Skip to contents

Fit a topic model with a unified API across text2vec, topicmodels, seededlda, topicmodels.etm, and stm. The fitted object stores both the raw backend fit and, by default, cached DTW/TWW outputs following the convention of Lewis and Grossetti (2022):

Usage

fit_topic_model(
  x,
  engine,
  model,
  k = NULL,
  method = NULL,
  docvars = TRUE,
  doc_data = NULL,
  return_dtw = TRUE,
  return_tww = TRUE,
  control = list(model = list(), fit = list(), optimizer = list()),
  dictionary = NULL,
  seedwords = NULL,
  initial_model = NULL
)

Arguments

x

A document-feature input. Supported classes are dgCMatrix-class, dfm, and DocumentTermMatrix.

engine

Backend package. One of "text2vec", "topicmodels", "seededlda", "topicmodels.etm", or "stm".

model

Model family within the selected backend. Supported combinations are:

  • engine = "text2vec" with model = "lda"

  • engine = "topicmodels" with model = "lda" or "ctm"

  • engine = "seededlda" with model = "lda", "seqlda", or "seededlda"

  • engine = "topicmodels.etm" with model = "etm"

  • engine = "stm" with model = "stm"

k

Number of topics \(K\). Required for all supported models except engine = "seededlda", model = "seededlda".

method

Fitting method within the selected model family.

  • topicmodels + lda: "VEM" (default) or "Gibbs"

  • topicmodels + ctm: "VEM" only

  • text2vec + lda: NULL only

  • seededlda: NULL only

  • topicmodels.etm + etm: NULL only

  • stm + stm: NULL only

docvars

Should a compact document-variable table be stored alongside the fitted model? Defaults to TRUE. Stored docvars always include the fitted doc_id values and, when x is a dfm, any available document variables. This does not retain original text.

doc_data

Optional sidecar document data to store for downstream enrichment. Accepted inputs are a corpus, data.frame, or data.table keyed by doc_id. Text can only be attached downstream when this sidecar contains text or when it is supplied as a corpus.

return_dtw

Should document-topic-weights (DTW) be cached in the returned object? Defaults to TRUE.

return_tww

Should topic-term-weights (TWW) be cached in the returned object? Defaults to TRUE.

control

A named list of backend controls with optional model, fit, and optimizer entries. Use control$model for model-construction arguments, control$fit for fitting arguments, and control$optimizer for ETM optimizer arguments.

  • text2vec: control$model is forwarded to LDA$initialize() and control$fit is forwarded to LDA$fit_transform(); control$optimizer must be empty

  • topicmodels: control$model must be empty and control$fit is passed as backend control =; control$optimizer must be empty

  • seededlda: control$model must be empty and control$fit is spliced into the selected textmodel_*() call; control$optimizer must be empty

  • topicmodels.etm: control$model is forwarded to topicmodels.etm::ETM(), control$fit is forwarded to $fit(...), and control$optimizer is forwarded to torch::optim_adam(params = model$parameters, ...)

### Exercises to complete
1: Write out the fit_topic_model reference page from "A named list" to "torch::optim_adam(params = model$parameters, ...)".
2: Extend the fit_topic_model reference page, picking up after its last line.

### Collected data
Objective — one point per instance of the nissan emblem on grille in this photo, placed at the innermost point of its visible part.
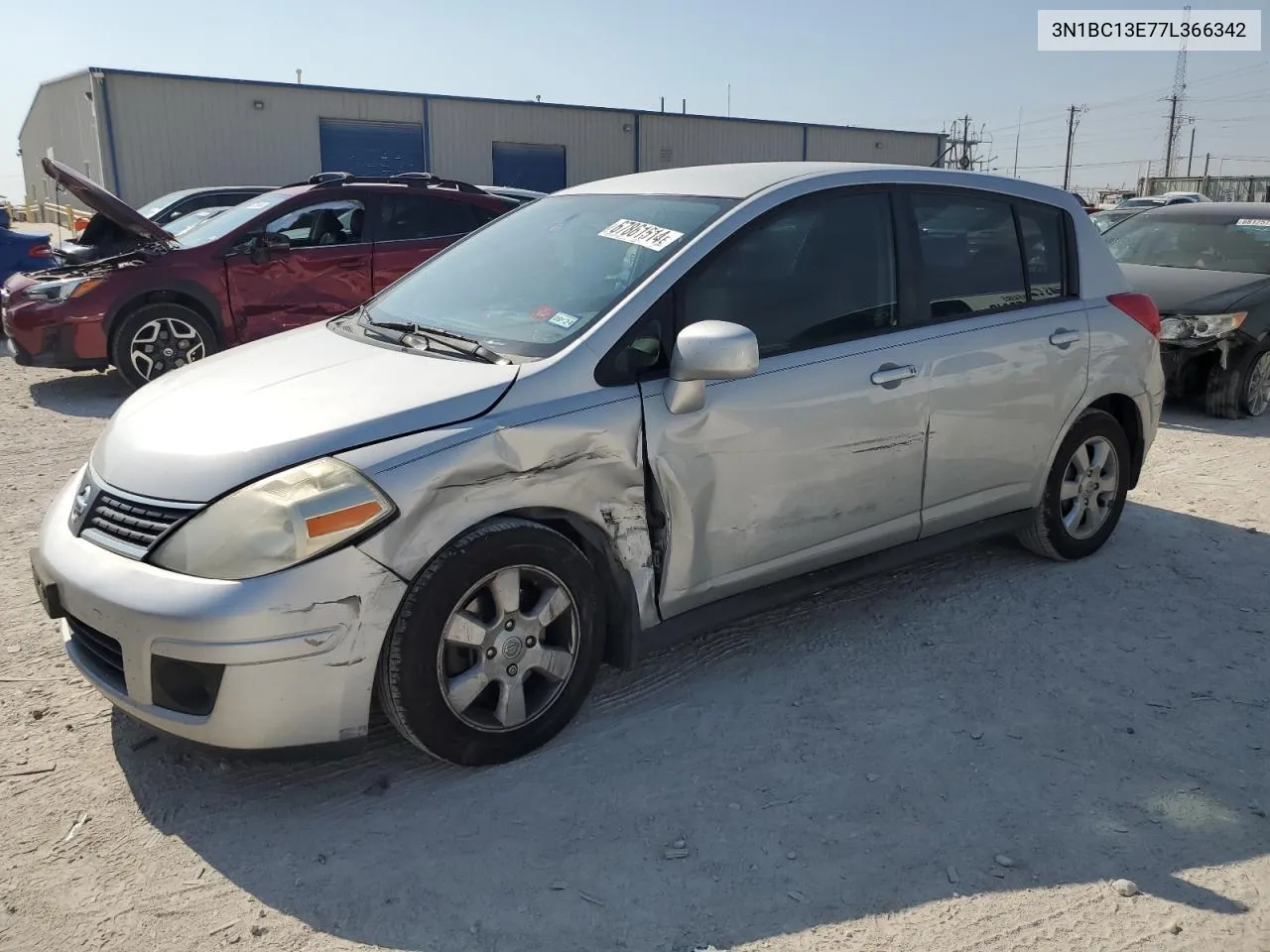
(121, 522)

### Answers to the tasks
1:
A named list of backend controls with optional model, fit, and optimizer entries. Use control$model for model-construction arguments, control$fit for fitting arguments, and control$optimizer for ETM optimizer arguments.

  • text2vec: control$model is forwarded to LDA$initialize() and control$fit is forwarded to LDA$fit_transform(); control$optimizer must be empty

  • topicmodels: control$model must be empty and control$fit is passed as backend control =; control$optimizer must be empty

  • seededlda: control$model must be empty and control$fit is spliced into the selected textmodel_*() call; control$optimizer must be empty

  • topicmodels.etm: control$model is forwarded to topicmodels.etm::ETM(), control$fit is forwarded to $fit(...), and control$optimizer is forwarded to torch::optim_adam(params = model$parameters, ...)

2:
  • stm: control$fit is forwarded to stm::stm(), including prevalence, data, seed, max.em.its, init.type, and verbose; control$model and control$optimizer must be empty

dictionary

Dictionary required for engine = "seededlda", model = "seededlda".

seedwords

Optional seedwords argument forwarded only to engine = "topicmodels", model = "lda", method = "Gibbs".

initial_model

Optional previously fitted model passed to backend model = arguments where supported.

Value

An S3 object of class c("nlp_topic_fit", "list"). It is a named list with these fields:

  • engine: backend package used for estimation.

  • model: model family requested.

  • method: fitting method used, if applicable.

  • model_object: raw backend fit.

  • dtw: cached DTW matrix with doc_id rownames and Topic### columns, or NULL.

  • tww: cached TWW matrix with Topic### rownames and term columns, or NULL.

  • doc_ids: fitted document IDs in model order.

  • vocab: fitted vocabulary in term order.

  • docvars: compact stored docvars keyed by doc_id, or NULL.

  • doc_data: stored sidecar document data, or NULL.

  • hyperparameters: standardized topic-model hyperparameters. Use get_topic_hyperparameters() for a stable tabular accessor.

  • backend_control: sanitized backend-native model, fit, and optimizer controls after defaults and package-level normalization are applied.

  • call: matched function call.

Users access these components with $, for example fit$dtw or fit$model_object.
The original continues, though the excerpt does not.